SET TASK:
Restate all the material verbatim, except for the pictures.

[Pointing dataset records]
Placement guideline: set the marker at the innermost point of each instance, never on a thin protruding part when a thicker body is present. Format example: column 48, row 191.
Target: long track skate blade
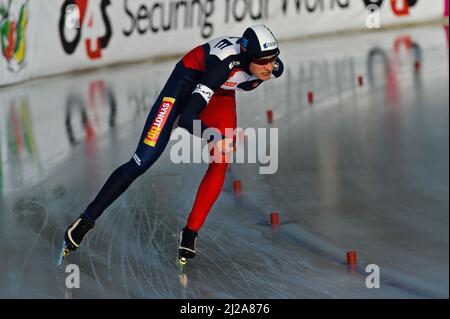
column 181, row 263
column 64, row 252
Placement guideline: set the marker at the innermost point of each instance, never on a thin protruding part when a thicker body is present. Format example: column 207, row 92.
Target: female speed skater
column 202, row 87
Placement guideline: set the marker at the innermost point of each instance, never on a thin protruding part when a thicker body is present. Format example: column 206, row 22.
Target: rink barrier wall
column 41, row 38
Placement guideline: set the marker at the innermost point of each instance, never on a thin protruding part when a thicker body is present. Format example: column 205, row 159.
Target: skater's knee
column 218, row 168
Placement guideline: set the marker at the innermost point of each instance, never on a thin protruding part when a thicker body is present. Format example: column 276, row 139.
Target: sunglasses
column 264, row 61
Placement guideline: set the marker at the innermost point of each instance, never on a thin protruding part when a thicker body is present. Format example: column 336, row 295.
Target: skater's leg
column 154, row 138
column 221, row 114
column 207, row 194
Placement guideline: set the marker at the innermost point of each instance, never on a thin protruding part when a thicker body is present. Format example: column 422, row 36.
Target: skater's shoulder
column 224, row 47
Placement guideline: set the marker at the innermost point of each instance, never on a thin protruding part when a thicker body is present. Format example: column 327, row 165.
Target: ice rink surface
column 364, row 168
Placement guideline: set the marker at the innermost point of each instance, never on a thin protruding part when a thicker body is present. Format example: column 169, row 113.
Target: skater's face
column 262, row 68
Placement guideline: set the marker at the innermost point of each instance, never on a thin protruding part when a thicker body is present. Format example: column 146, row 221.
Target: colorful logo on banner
column 398, row 7
column 159, row 122
column 13, row 24
column 90, row 18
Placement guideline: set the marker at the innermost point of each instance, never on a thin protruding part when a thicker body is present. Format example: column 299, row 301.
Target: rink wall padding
column 46, row 37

COMPLETED EXERCISE:
Placement guideline: set the marker at the innermost point of each instance, never on a thin protruding part when a thicker body is present. Format example: column 48, row 191.
Target: long track skate blade
column 181, row 263
column 64, row 252
Placement guideline: set the marker at the innermost point of each instance, never on a thin protruding part when a thicker body is present. Format example: column 207, row 92.
Target: female speed skater
column 202, row 87
Placement guideline: set the marker at the innermost point of each instance, never on a thin protruding part when a thicker body is present. Format example: column 206, row 22.
Target: rink barrier wall
column 41, row 38
Placement guideline: set the marker at the innermost point of each instance, never on a thin protruding part when a thicker body is present. Format example: column 205, row 159.
Target: skater's knee
column 218, row 168
Placement guideline: set the marker at the innermost point of each instance, never on a thin protruding part when a thicker body is present. Format example: column 276, row 139.
Target: sunglasses
column 264, row 61
Placement guideline: set the marker at the innermost point of each instance, never on a thin protruding part when a thicker body is present. Format example: column 336, row 295.
Target: skater's leg
column 154, row 138
column 221, row 114
column 207, row 194
Placement guideline: set the marker at the innermost point of each instance, never on a thin protruding part when a thicker body is present. Format example: column 422, row 36.
Target: skater's shoulder
column 224, row 47
Placement guideline: set the marker at the innermost point of each instance, never on a thin protruding part when a thicker body is present. Format example: column 327, row 165.
Target: ice rink surface
column 364, row 168
Placement guideline: set the marker at the innermost point of each instance, never on a thin protruding part when a thicker body is present. Format example: column 169, row 113.
Target: skater's face
column 262, row 68
Placement guideline: set the marker at the innermost point of each instance, never on a thin protruding part when a thicker body is present. Format example: column 146, row 221.
Target: colorful logo on banner
column 398, row 7
column 159, row 122
column 13, row 24
column 90, row 18
Placement guideline: set the marker at the innermost point of each instance, never on a thin protruding part when a thicker body is present. Format example: column 299, row 301.
Target: rink wall padding
column 46, row 37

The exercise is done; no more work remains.